(STORED DATA):
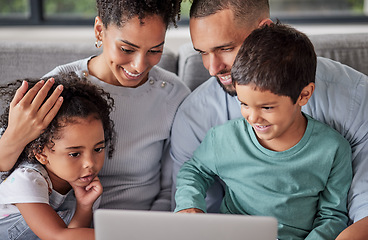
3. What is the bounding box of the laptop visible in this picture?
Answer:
[94,209,277,240]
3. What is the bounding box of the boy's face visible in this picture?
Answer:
[236,84,307,151]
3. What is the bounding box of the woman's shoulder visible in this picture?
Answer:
[148,66,190,98]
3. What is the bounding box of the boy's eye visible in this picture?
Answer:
[221,47,234,52]
[69,153,80,158]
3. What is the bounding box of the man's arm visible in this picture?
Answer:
[0,79,62,172]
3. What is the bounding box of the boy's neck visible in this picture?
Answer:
[257,112,308,152]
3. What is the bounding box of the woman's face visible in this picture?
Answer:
[95,15,166,87]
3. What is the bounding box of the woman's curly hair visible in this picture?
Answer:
[96,0,182,28]
[0,72,116,178]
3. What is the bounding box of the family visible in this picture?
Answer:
[0,0,368,240]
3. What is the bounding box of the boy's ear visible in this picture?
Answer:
[94,16,103,41]
[33,152,49,165]
[298,83,315,106]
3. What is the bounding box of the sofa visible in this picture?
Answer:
[0,33,368,90]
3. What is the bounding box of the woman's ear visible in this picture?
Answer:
[298,82,315,106]
[33,152,49,165]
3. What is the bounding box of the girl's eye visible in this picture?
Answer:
[69,153,80,158]
[95,147,105,153]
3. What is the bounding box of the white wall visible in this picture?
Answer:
[0,24,368,53]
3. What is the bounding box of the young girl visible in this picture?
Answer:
[0,74,114,240]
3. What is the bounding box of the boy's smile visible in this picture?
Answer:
[236,84,307,151]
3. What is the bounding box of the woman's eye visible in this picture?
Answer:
[121,47,133,54]
[95,147,105,153]
[69,153,80,158]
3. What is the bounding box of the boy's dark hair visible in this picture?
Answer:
[0,72,115,175]
[96,0,182,28]
[231,22,317,103]
[190,0,270,25]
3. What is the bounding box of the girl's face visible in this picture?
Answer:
[36,116,105,194]
[92,15,166,87]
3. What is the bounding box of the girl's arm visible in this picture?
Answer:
[0,78,62,172]
[16,203,94,240]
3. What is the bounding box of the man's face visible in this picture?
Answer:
[189,9,257,96]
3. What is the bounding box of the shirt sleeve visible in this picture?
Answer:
[0,167,49,204]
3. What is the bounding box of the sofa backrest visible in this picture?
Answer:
[0,42,177,84]
[178,33,368,90]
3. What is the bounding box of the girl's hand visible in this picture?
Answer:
[71,177,103,208]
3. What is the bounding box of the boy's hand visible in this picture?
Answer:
[71,177,103,208]
[177,208,204,213]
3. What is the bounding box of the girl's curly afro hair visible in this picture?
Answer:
[96,0,182,28]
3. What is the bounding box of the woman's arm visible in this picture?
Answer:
[16,203,94,240]
[0,78,62,172]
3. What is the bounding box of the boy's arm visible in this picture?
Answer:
[68,177,102,228]
[16,203,94,240]
[336,217,368,240]
[305,144,352,240]
[0,79,62,172]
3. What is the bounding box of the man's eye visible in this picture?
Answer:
[69,153,80,158]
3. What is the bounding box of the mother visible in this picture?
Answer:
[0,0,189,211]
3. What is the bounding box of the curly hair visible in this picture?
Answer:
[96,0,182,28]
[0,72,116,176]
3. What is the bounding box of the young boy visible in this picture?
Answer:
[175,24,352,240]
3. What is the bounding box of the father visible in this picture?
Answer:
[171,0,368,236]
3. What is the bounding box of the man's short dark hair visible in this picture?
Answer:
[231,23,317,103]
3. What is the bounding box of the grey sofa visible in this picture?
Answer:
[0,33,368,90]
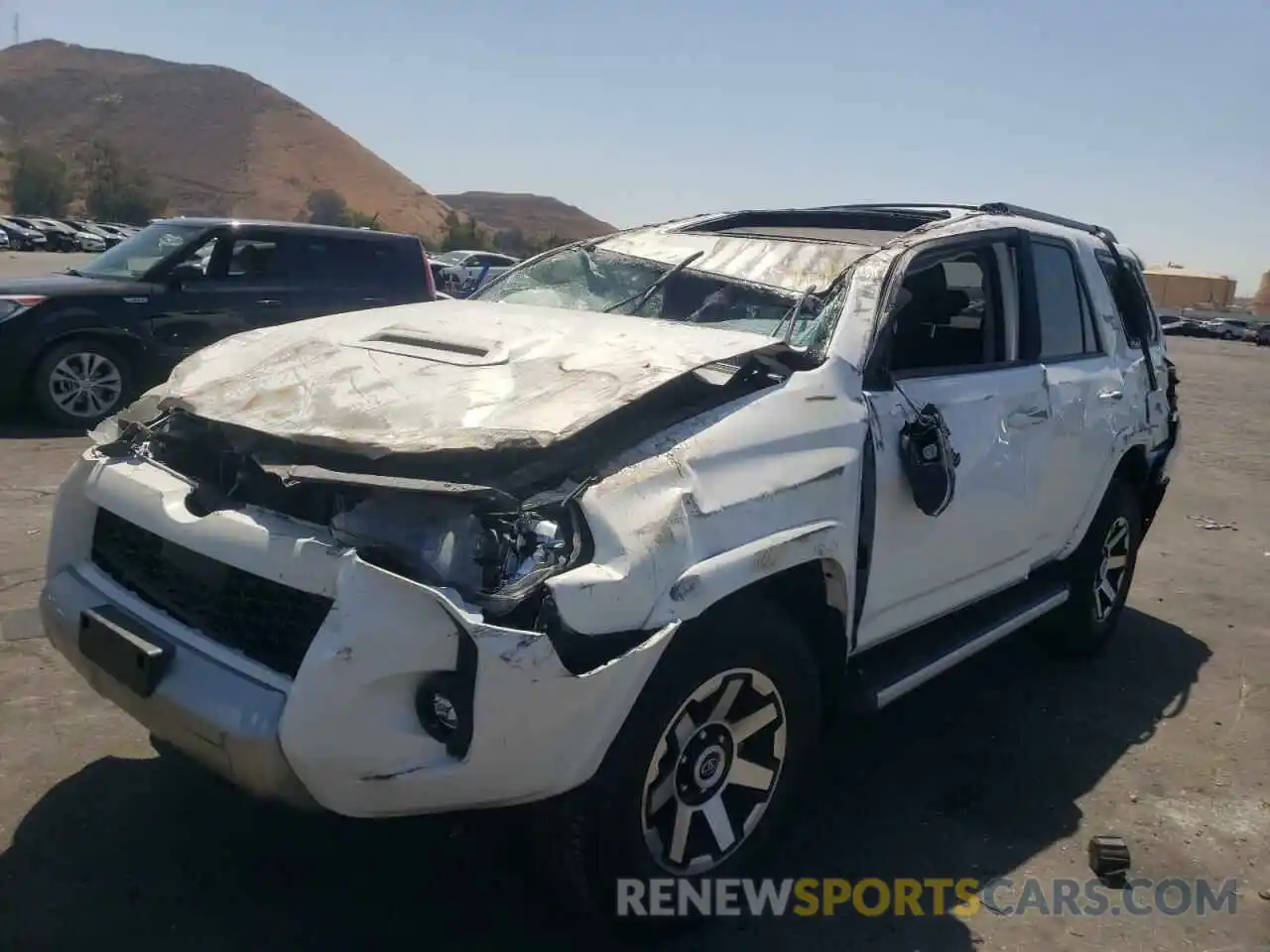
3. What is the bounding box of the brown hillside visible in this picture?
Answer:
[437,191,616,241]
[0,40,448,237]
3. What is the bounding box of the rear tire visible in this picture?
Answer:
[1042,479,1143,657]
[32,337,132,430]
[536,598,822,934]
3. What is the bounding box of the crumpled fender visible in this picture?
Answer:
[548,358,869,635]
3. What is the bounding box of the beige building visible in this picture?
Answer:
[1252,272,1270,317]
[1146,262,1234,311]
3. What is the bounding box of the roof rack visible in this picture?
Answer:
[975,202,1117,245]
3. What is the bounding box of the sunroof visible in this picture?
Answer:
[684,205,950,245]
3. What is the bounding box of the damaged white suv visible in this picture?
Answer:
[42,204,1179,912]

(STATED PROBLEM): Restate each entry word for word, leaving out any pictures.

(FINAL RESULT):
3. What is the bounding box of the laptop visible in this picture?
Answer:
[94,209,277,240]
3. What is the bounding box of the boy's face visible in this picture?
Answer:
[236,84,307,151]
3. What is the bounding box of the woman's shoulder visible in this picture?
Answer:
[148,66,190,98]
3. What is the bounding box of the boy's eye visible in this picture?
Answer:
[221,47,234,52]
[69,153,80,158]
3. What is the bounding box of the man's arm visible in this picture?
Answer:
[0,79,62,172]
3. What is the bounding box of the boy's neck visible in this picture?
Answer:
[257,112,308,152]
3. What is the bounding box of the woman's face visible in this picture?
Answer:
[95,15,166,87]
3. What is the bounding box of the woman's curly hair visible in this picture?
Answer:
[96,0,182,28]
[0,72,116,178]
3. What is the bounding box of the family visible in this picture?
Answer:
[0,0,368,240]
3. What is the bounding box of the boy's ear visible in this picture?
Answer:
[94,16,103,41]
[33,152,49,165]
[298,83,315,106]
3. What is the bounding box of the sofa visible in this picture?
Answer:
[0,33,368,90]
3. What is the bounding box of the woman's ear visible in this picture?
Answer:
[298,82,315,106]
[33,152,49,165]
3. What is the bounding box of the girl's eye visible in this picture?
Answer:
[69,153,80,158]
[95,147,105,153]
3. What is the bounding box of the white wall visible in this picture?
Answer:
[0,24,368,53]
3. What is the bounding box of the young girl visible in this picture?
Answer:
[0,74,114,240]
3. What is the bounding box of the boy's smile visible in this picture?
Answer:
[236,84,307,151]
3. What is the bounding box of the woman's eye visible in this picture?
Answer:
[121,47,133,54]
[95,147,105,153]
[69,153,80,158]
3. What is the bounding box of the boy's dark hair visible in this picture?
Answer:
[0,72,115,175]
[96,0,182,28]
[231,22,317,103]
[190,0,270,25]
3. What is the bounding box of the girl's face visible in this picture?
Answer:
[36,116,105,194]
[92,15,166,87]
3. What is the bounding box of the girl's arm visible in this picture?
Answer:
[0,78,62,172]
[16,203,94,240]
3. What is the bounding box of the man's face visible in this picture?
Answer:
[189,9,257,96]
3. What is the bounding box of the shirt sleeve visible in this picture?
Answer:
[0,167,49,204]
3. What is the bounding box of the sofa backrest visible in this picture?
Answer:
[0,42,177,84]
[178,33,368,90]
3. What is the bounding box of the girl's hand visible in this picture?
Answer:
[71,177,103,208]
3. What is the bounding box of the boy's hand visible in this picture?
Answer:
[71,177,103,208]
[177,208,204,213]
3. What is the bounding box of the girl's curly afro hair visible in this picture?
Answer:
[96,0,182,28]
3. What is the bounding box of the woman's arm visible in this picture?
Answer:
[16,203,94,240]
[0,78,62,172]
3. What is the bounding box of the boy's arm visible in this picture?
Answer:
[68,177,102,228]
[16,203,94,240]
[336,217,368,240]
[305,144,352,240]
[0,79,62,172]
3. What is the bounding box of the man's eye visible in this picture?
Answer:
[69,153,80,158]
3. What is the bounding box of the mother visible in this picture?
Answer:
[0,0,189,211]
3. What is the bounding box of the curly hair visible in this picture?
Answer:
[96,0,182,28]
[0,72,116,176]
3. What is the bounding box of the young boy visible in this picture?
Answer:
[175,24,352,240]
3. What is the bounding box of the father visible in this picture?
Answer:
[171,0,368,236]
3. What is the bounding box of the man's short dark hair visible in this picture?
Answer:
[231,23,317,103]
3. What is the bounding box of the grey sofa visible in this picture?
Answer:
[0,33,368,90]
3. What is the bounding box of the brown hillside visible in this picture?
Answer:
[437,191,616,241]
[0,40,448,237]
3. What is the bounding box of the rear tire visible in this picture?
Answer:
[1042,479,1143,657]
[32,337,132,430]
[536,598,822,934]
3. What is the bounding box of the crumpled fender visible in this picture?
Answer:
[548,358,869,635]
3. What is the bounding box of the beige building visible in this picture?
Answer:
[1252,272,1270,317]
[1146,262,1234,311]
3. What is the bounding box of the roof rack visible in this picture?
Answer:
[975,202,1117,245]
3. What is the bounding box of the sunroof visible in this picture?
Answer:
[684,205,950,245]
3. What is the bounding box of the damaged white suv visible in this picture?
Answer:
[42,204,1179,912]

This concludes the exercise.